▶ [À faire]:
Recopiez toutes les lignes des enregistrements ci-dessous où figure le mot « black ». La casse compte.

▶ [Données enregistrées]:
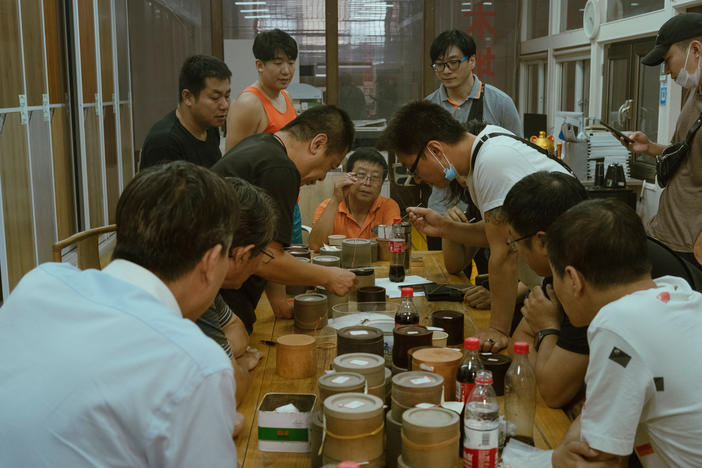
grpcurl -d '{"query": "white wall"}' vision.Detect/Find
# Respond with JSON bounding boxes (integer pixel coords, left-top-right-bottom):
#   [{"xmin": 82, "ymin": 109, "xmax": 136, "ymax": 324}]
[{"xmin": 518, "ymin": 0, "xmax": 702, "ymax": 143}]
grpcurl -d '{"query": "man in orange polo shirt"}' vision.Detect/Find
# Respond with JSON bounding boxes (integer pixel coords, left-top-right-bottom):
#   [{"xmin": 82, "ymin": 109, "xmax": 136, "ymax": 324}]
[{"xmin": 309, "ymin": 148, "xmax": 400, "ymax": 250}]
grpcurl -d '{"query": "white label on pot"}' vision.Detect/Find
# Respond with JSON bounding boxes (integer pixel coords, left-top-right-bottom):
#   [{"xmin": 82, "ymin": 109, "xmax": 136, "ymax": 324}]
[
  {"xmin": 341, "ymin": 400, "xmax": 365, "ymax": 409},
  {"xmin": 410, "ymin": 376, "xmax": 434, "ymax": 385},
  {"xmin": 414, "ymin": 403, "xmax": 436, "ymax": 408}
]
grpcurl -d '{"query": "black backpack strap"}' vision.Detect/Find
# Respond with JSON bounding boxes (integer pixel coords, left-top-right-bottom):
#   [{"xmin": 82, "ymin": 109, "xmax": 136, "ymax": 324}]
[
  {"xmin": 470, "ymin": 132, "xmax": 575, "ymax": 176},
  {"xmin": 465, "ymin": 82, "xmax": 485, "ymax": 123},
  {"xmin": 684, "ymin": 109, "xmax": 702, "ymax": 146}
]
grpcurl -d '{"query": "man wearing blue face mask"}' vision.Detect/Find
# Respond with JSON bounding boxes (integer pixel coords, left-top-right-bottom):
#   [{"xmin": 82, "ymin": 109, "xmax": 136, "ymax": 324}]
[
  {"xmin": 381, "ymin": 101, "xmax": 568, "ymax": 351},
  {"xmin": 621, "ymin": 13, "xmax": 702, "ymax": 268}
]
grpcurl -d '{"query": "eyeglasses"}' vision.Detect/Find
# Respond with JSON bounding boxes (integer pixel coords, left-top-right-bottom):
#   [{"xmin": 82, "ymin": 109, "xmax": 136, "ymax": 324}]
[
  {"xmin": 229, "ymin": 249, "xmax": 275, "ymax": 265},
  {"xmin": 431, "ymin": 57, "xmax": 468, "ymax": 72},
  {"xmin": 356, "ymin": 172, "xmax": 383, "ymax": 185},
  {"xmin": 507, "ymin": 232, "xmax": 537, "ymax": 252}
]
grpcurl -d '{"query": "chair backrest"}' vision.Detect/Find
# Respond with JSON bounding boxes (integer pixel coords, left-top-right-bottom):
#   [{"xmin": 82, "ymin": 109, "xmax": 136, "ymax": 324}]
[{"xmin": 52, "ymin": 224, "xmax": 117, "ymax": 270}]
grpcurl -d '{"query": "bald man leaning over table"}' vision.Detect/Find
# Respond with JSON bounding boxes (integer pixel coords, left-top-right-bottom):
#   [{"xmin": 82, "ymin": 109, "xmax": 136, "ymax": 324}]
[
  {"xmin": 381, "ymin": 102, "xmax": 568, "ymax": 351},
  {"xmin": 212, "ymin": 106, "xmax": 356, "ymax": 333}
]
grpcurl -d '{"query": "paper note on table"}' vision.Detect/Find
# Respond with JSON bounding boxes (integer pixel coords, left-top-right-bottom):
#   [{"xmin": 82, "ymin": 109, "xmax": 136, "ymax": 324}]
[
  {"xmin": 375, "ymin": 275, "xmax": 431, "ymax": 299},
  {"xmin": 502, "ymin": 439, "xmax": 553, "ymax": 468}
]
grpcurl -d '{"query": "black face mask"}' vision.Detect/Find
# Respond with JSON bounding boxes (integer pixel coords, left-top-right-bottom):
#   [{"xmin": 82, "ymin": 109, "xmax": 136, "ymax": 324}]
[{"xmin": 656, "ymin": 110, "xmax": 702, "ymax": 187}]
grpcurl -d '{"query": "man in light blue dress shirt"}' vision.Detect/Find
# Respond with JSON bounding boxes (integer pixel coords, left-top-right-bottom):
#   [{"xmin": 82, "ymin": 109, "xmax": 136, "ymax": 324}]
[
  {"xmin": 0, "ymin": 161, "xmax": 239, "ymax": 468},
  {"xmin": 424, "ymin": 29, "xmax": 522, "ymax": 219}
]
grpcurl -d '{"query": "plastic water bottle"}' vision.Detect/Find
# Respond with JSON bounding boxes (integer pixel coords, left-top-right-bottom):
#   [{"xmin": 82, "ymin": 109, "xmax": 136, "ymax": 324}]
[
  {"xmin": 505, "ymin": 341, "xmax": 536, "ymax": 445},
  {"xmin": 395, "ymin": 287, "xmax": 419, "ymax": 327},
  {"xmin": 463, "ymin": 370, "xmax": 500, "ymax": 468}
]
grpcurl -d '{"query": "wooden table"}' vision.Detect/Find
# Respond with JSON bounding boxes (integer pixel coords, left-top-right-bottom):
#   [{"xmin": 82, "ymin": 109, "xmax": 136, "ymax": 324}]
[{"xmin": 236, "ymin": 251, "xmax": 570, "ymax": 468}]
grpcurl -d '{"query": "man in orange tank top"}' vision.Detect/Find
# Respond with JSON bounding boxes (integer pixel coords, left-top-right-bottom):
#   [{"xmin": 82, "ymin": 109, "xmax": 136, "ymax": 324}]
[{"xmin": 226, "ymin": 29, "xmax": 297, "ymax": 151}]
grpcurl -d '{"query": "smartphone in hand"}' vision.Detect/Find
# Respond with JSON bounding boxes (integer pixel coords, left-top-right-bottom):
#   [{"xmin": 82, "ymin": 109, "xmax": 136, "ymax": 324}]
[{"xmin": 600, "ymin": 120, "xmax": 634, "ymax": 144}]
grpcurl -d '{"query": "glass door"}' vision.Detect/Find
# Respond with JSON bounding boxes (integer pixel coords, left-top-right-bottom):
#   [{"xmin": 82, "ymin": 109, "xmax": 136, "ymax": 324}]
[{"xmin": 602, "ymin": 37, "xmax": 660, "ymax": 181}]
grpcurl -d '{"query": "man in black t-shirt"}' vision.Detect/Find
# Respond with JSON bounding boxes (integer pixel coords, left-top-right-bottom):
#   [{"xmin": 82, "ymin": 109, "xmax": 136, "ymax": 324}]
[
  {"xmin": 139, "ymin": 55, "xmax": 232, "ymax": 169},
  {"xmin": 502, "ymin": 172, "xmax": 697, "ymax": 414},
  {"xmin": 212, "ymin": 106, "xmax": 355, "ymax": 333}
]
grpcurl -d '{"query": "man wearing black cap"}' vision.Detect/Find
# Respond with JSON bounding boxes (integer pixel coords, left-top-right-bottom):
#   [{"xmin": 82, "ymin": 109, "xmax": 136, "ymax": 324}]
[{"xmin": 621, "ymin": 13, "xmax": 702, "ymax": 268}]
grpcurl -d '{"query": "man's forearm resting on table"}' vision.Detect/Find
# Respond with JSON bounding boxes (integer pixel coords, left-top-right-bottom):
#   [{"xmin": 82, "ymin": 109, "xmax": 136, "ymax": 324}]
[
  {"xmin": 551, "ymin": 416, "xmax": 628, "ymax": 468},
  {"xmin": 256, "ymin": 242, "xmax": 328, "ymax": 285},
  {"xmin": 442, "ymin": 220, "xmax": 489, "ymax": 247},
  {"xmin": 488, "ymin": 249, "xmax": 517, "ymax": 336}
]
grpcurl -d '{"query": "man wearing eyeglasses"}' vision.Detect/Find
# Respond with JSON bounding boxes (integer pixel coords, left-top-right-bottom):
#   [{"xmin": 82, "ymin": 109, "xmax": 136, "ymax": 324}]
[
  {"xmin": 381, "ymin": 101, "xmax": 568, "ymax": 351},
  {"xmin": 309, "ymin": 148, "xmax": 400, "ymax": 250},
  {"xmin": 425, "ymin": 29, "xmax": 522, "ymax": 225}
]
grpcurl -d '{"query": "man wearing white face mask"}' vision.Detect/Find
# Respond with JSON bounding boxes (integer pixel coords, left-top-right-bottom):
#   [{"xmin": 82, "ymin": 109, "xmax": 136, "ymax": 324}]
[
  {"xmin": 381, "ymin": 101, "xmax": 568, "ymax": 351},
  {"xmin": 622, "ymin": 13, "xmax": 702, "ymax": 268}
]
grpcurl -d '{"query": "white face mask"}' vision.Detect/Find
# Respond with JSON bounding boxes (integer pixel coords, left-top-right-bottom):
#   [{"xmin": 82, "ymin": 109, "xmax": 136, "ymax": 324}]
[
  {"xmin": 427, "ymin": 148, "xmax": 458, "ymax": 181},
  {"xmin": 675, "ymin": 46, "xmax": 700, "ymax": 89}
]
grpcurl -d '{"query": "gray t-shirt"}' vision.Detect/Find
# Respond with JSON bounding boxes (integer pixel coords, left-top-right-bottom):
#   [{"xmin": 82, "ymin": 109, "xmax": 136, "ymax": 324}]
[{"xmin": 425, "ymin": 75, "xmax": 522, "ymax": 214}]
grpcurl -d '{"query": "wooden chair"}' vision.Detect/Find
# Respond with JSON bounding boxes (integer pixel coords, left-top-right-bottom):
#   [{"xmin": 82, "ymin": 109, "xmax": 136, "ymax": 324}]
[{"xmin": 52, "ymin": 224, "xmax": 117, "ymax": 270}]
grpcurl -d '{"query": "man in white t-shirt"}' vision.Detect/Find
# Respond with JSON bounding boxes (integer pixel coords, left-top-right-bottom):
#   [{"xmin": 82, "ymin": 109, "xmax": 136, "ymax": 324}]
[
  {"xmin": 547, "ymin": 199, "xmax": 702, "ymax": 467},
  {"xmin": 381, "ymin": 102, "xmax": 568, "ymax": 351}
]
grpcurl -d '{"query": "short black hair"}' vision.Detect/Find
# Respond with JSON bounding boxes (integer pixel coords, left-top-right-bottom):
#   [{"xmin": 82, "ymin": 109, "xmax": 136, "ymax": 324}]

▶ [Résultat obtenu]:
grpcurl -d '{"query": "black backpack strap"}' vision.Detect/Find
grpcurl -d '{"query": "black face mask"}' vision.Detect/Find
grpcurl -d '{"query": "man in black t-shirt"}' vision.Detect/Find
grpcurl -d '{"query": "man wearing black cap"}' vision.Detect/Find
grpcurl -d '{"query": "short black hair"}' vision.Detect/Find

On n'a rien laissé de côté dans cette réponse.